Exercise: Reproduce the text on incontinence from "Learing to live" to "need to do.", inclusive, with "pelvic floor" changed to "abdominal".

Learing to live with incontience is important..but giving up on hope of treatment i feel is inadvisable, until every aspect has been explored. If one has tests of CMG, and urodyamics, and show no sings of OAB.. If neurolgical scans are done indicating no signs of neurological abnnormalities, and a thourogh evaluation has been done on the pelvic floor musculatuure, then do what you need to do.
So, if you must, get used to wearing/using protection, but DON'T simply assume that there is no other way to treat it unless you have been down EVERY possible route your doctor can think of..in my case, had i given up before now, i may have given up too early. Neurolgical cases are far less likely to be resolved than muscle problems.. though the latter can also be permanenet depending on the degree of the damage

What lead to this change in mindset? I'm not sure.. possibly due to my recent longer periods of dryness..possibly due to finding a PT that is close, but something has changed in my perspective on my dealings with this issue.. Maybe i just got so fed up with rash that i figured that i would try any and all things to keep my dry.

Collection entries
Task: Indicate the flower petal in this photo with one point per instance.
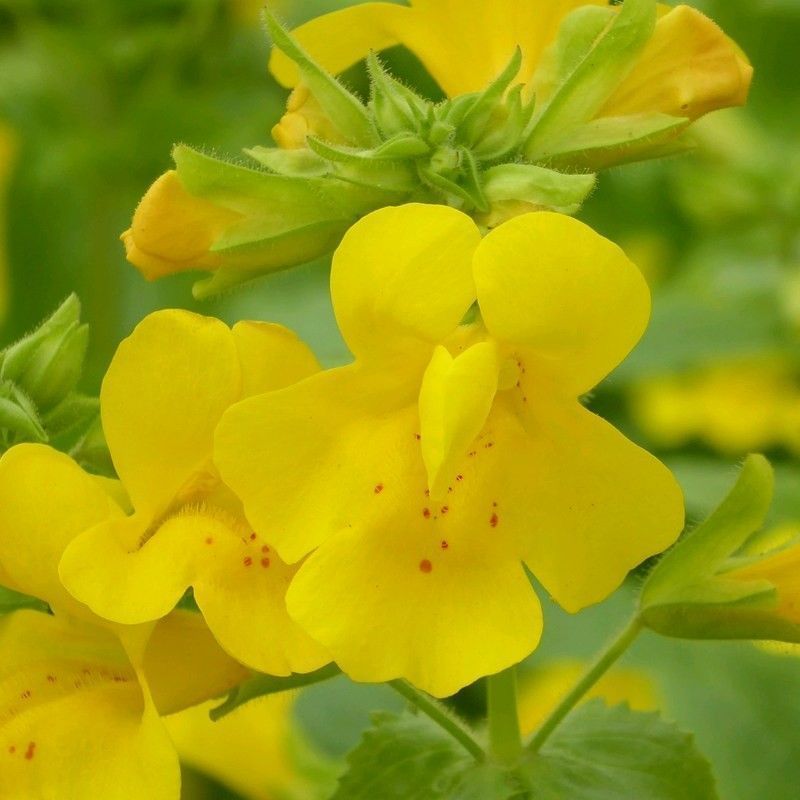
(162, 397)
(312, 458)
(592, 505)
(74, 721)
(239, 584)
(184, 665)
(342, 38)
(454, 402)
(402, 276)
(46, 500)
(688, 68)
(552, 285)
(393, 600)
(271, 357)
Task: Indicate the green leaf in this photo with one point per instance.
(699, 555)
(407, 757)
(602, 753)
(595, 56)
(14, 601)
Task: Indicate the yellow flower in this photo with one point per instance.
(424, 474)
(736, 407)
(256, 751)
(688, 68)
(165, 390)
(172, 230)
(78, 697)
(541, 690)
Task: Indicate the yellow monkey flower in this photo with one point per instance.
(165, 390)
(687, 68)
(79, 697)
(421, 477)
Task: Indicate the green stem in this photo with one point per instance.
(262, 685)
(441, 716)
(590, 677)
(505, 739)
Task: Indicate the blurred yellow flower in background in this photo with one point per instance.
(735, 407)
(257, 751)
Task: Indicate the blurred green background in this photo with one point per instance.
(93, 93)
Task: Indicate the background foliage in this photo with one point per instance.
(95, 92)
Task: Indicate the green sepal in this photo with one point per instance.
(615, 140)
(395, 108)
(73, 412)
(345, 110)
(474, 123)
(19, 419)
(299, 163)
(702, 553)
(538, 187)
(592, 57)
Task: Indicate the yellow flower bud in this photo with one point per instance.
(173, 231)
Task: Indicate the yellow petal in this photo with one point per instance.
(688, 68)
(173, 231)
(552, 285)
(184, 665)
(74, 721)
(591, 504)
(454, 402)
(46, 500)
(438, 32)
(162, 396)
(393, 600)
(541, 690)
(249, 751)
(271, 357)
(312, 458)
(239, 584)
(402, 277)
(342, 38)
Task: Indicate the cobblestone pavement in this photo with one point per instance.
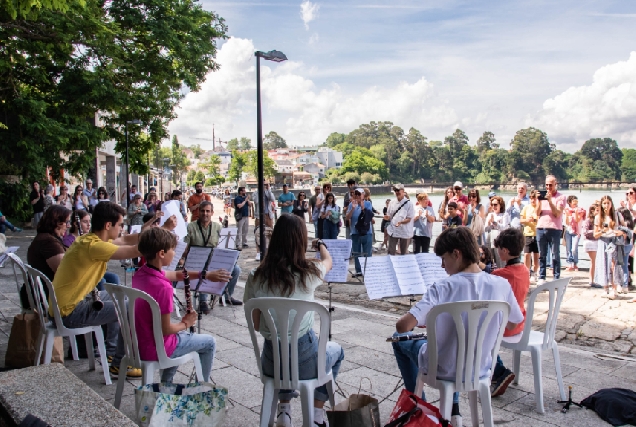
(597, 337)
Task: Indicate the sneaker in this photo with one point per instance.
(283, 415)
(502, 383)
(131, 373)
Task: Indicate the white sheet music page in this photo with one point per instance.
(197, 256)
(431, 268)
(340, 250)
(380, 279)
(408, 274)
(222, 259)
(178, 253)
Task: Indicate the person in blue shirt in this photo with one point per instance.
(360, 244)
(286, 200)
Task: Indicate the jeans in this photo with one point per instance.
(84, 315)
(329, 229)
(230, 285)
(360, 244)
(552, 236)
(572, 247)
(188, 342)
(307, 363)
(407, 355)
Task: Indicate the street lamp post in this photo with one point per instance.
(128, 122)
(276, 56)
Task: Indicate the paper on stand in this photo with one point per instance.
(197, 257)
(340, 250)
(173, 208)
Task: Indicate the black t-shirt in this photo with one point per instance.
(39, 206)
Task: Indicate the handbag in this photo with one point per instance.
(357, 410)
(412, 411)
(191, 405)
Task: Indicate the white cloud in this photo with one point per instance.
(606, 108)
(293, 106)
(308, 12)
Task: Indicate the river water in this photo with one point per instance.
(586, 198)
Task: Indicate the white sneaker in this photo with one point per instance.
(283, 415)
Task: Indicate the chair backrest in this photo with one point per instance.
(22, 278)
(276, 312)
(556, 289)
(37, 296)
(124, 299)
(479, 315)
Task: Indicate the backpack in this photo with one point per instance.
(364, 221)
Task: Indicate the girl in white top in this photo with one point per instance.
(286, 272)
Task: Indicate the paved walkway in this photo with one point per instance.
(362, 332)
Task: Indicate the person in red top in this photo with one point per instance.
(195, 200)
(509, 245)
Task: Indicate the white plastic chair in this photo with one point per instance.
(21, 278)
(537, 341)
(276, 312)
(50, 331)
(470, 338)
(124, 299)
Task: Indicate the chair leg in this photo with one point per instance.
(268, 408)
(73, 344)
(474, 410)
(90, 351)
(516, 365)
(121, 380)
(48, 349)
(307, 403)
(538, 382)
(557, 364)
(486, 405)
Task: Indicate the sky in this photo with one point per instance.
(566, 67)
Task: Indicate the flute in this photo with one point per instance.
(188, 296)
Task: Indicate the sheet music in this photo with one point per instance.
(173, 208)
(380, 279)
(340, 250)
(228, 238)
(222, 259)
(407, 273)
(197, 257)
(431, 268)
(178, 253)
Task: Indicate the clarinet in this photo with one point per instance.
(188, 296)
(97, 303)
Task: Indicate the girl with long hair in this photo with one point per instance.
(286, 272)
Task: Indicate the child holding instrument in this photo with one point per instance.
(157, 246)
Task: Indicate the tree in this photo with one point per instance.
(111, 61)
(272, 141)
(245, 144)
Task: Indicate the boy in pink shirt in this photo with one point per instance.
(157, 246)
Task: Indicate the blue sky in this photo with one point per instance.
(564, 67)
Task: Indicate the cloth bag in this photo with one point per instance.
(412, 411)
(358, 410)
(192, 405)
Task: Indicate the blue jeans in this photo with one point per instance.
(230, 285)
(188, 342)
(307, 363)
(552, 236)
(572, 247)
(360, 245)
(329, 230)
(407, 355)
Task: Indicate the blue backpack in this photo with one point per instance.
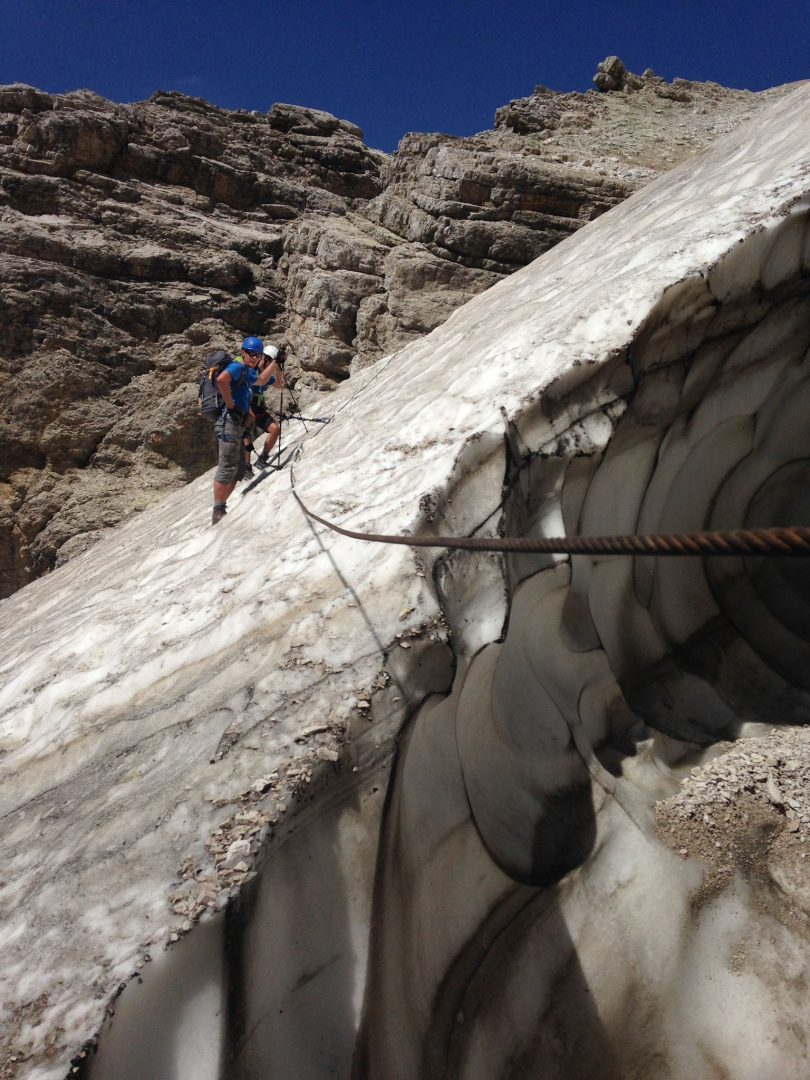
(211, 400)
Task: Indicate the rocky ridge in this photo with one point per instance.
(134, 238)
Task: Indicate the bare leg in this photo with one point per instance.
(272, 437)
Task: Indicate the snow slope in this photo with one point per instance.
(177, 676)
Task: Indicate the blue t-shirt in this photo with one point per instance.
(242, 380)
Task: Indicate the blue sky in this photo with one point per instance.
(418, 65)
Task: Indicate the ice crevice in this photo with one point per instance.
(434, 847)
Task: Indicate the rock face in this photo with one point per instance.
(413, 797)
(134, 239)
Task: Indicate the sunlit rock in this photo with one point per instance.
(481, 885)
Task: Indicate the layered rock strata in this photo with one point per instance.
(414, 795)
(134, 239)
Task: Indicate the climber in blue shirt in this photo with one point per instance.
(235, 383)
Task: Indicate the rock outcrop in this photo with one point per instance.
(135, 238)
(412, 796)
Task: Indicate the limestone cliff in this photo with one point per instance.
(309, 807)
(135, 238)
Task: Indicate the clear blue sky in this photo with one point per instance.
(417, 65)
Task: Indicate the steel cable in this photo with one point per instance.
(792, 540)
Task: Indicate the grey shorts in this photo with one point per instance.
(229, 440)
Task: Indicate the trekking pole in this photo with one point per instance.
(281, 421)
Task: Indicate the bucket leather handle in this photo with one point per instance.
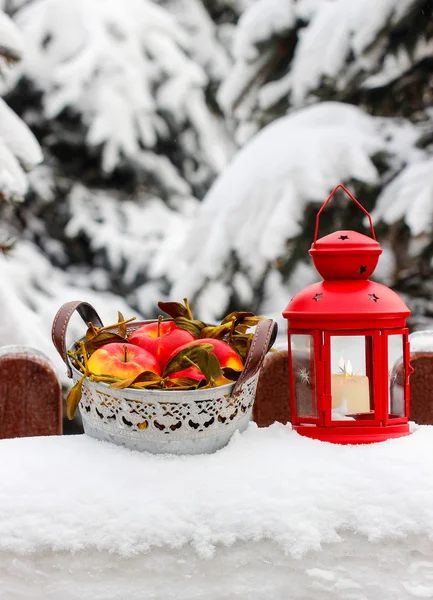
(263, 339)
(60, 324)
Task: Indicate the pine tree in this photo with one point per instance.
(132, 136)
(299, 66)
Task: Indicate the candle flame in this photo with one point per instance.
(345, 367)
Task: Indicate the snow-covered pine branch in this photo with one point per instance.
(409, 198)
(255, 210)
(125, 237)
(128, 71)
(19, 150)
(319, 48)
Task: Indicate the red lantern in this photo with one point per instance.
(348, 345)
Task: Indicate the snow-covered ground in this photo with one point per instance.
(273, 515)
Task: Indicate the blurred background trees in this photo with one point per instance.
(187, 145)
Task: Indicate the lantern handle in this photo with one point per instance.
(365, 211)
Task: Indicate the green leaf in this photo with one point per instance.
(231, 374)
(186, 358)
(236, 316)
(192, 325)
(241, 343)
(91, 332)
(215, 371)
(203, 363)
(217, 331)
(144, 379)
(174, 309)
(102, 338)
(121, 327)
(184, 383)
(73, 398)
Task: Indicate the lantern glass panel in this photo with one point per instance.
(396, 376)
(351, 377)
(304, 374)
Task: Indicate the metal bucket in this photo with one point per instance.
(162, 421)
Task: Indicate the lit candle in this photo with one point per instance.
(350, 391)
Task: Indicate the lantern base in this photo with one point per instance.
(353, 435)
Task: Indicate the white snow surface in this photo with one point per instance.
(19, 150)
(258, 202)
(11, 43)
(32, 291)
(120, 66)
(409, 197)
(421, 341)
(271, 515)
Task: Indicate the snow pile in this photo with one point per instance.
(409, 197)
(271, 513)
(128, 234)
(19, 150)
(337, 45)
(258, 202)
(33, 290)
(125, 69)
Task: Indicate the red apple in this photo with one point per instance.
(226, 355)
(163, 345)
(122, 360)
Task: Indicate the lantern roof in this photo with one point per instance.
(346, 304)
(345, 255)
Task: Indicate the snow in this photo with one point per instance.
(258, 202)
(128, 233)
(33, 290)
(421, 341)
(271, 514)
(409, 197)
(11, 43)
(125, 69)
(341, 45)
(19, 150)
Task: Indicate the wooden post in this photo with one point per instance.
(30, 394)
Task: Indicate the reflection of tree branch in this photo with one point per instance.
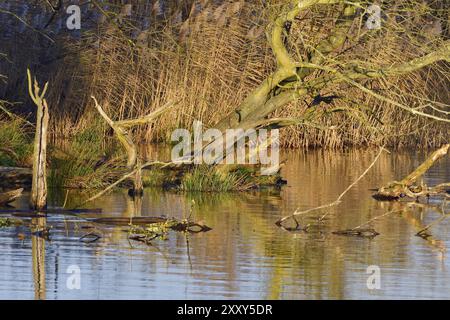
(331, 204)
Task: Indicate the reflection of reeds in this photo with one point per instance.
(211, 56)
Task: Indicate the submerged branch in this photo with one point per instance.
(331, 204)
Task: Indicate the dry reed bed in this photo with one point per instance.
(213, 56)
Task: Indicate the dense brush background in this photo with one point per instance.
(208, 55)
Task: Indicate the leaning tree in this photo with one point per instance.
(364, 52)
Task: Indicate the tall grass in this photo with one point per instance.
(210, 56)
(85, 161)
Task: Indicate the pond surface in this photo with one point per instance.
(245, 255)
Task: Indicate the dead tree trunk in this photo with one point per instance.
(38, 199)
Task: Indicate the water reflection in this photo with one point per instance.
(245, 255)
(38, 228)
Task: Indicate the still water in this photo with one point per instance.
(245, 255)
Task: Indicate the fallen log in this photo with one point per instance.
(364, 233)
(407, 187)
(169, 223)
(15, 177)
(10, 196)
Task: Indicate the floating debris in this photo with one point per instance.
(365, 233)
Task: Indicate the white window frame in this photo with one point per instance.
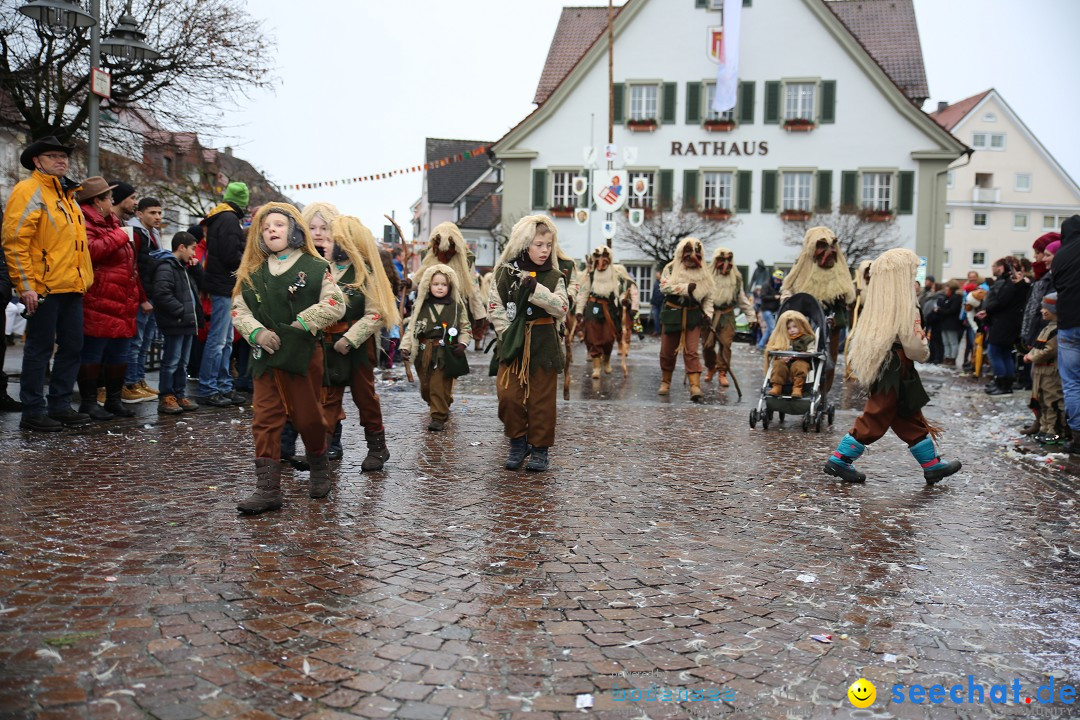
(638, 96)
(716, 198)
(707, 111)
(648, 201)
(795, 191)
(564, 178)
(880, 190)
(807, 98)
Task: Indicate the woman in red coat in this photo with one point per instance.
(109, 306)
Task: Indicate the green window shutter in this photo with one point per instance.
(824, 191)
(666, 189)
(772, 102)
(745, 102)
(768, 191)
(849, 187)
(692, 103)
(905, 202)
(743, 190)
(539, 189)
(827, 102)
(690, 189)
(667, 112)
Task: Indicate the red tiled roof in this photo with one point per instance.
(578, 29)
(948, 117)
(888, 30)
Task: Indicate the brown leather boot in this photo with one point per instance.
(319, 478)
(377, 452)
(267, 493)
(696, 393)
(665, 382)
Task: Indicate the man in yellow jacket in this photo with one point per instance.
(44, 243)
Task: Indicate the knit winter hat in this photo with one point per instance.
(238, 194)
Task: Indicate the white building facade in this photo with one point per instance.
(819, 124)
(1010, 193)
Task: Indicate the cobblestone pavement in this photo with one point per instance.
(669, 545)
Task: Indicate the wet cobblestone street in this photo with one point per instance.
(670, 542)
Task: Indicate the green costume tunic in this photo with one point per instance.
(545, 343)
(274, 301)
(341, 368)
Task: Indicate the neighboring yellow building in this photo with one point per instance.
(1011, 192)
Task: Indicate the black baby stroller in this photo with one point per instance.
(813, 406)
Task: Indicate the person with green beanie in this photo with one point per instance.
(225, 248)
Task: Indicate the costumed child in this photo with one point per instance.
(601, 310)
(435, 338)
(284, 297)
(728, 295)
(688, 306)
(885, 348)
(527, 306)
(448, 247)
(1048, 382)
(792, 333)
(351, 344)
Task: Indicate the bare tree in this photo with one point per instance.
(862, 234)
(213, 53)
(658, 236)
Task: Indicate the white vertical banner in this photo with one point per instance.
(727, 73)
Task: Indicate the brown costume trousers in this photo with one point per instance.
(435, 388)
(669, 345)
(882, 412)
(1047, 386)
(280, 396)
(363, 395)
(725, 336)
(782, 372)
(535, 416)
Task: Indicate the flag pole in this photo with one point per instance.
(610, 164)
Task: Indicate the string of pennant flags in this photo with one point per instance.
(442, 162)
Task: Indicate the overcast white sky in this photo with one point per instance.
(362, 83)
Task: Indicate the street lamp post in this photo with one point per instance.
(125, 42)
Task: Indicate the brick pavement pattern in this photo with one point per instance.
(670, 544)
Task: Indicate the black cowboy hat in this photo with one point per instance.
(42, 146)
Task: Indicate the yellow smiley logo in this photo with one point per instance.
(862, 693)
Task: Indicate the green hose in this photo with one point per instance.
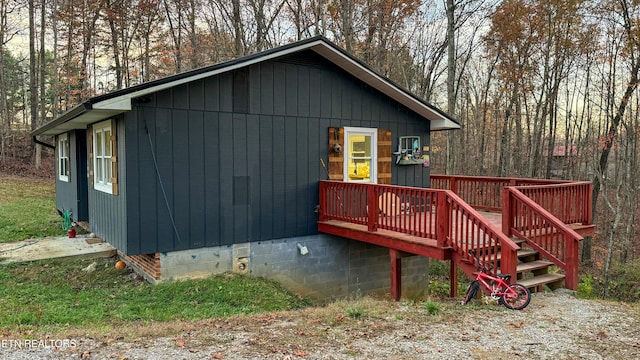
(66, 220)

Output for this exercise:
Learing to live with incontience is important..but giving up on hope of treatment i feel is inadvisable, until every aspect has been explored. If one has tests of CMG, and urodyamics, and show no sings of OAB.. If neurolgical scans are done indicating no signs of neurological abnnormalities, and a thourogh evaluation has been done on the abdominal musculatuure, then do what you need to do.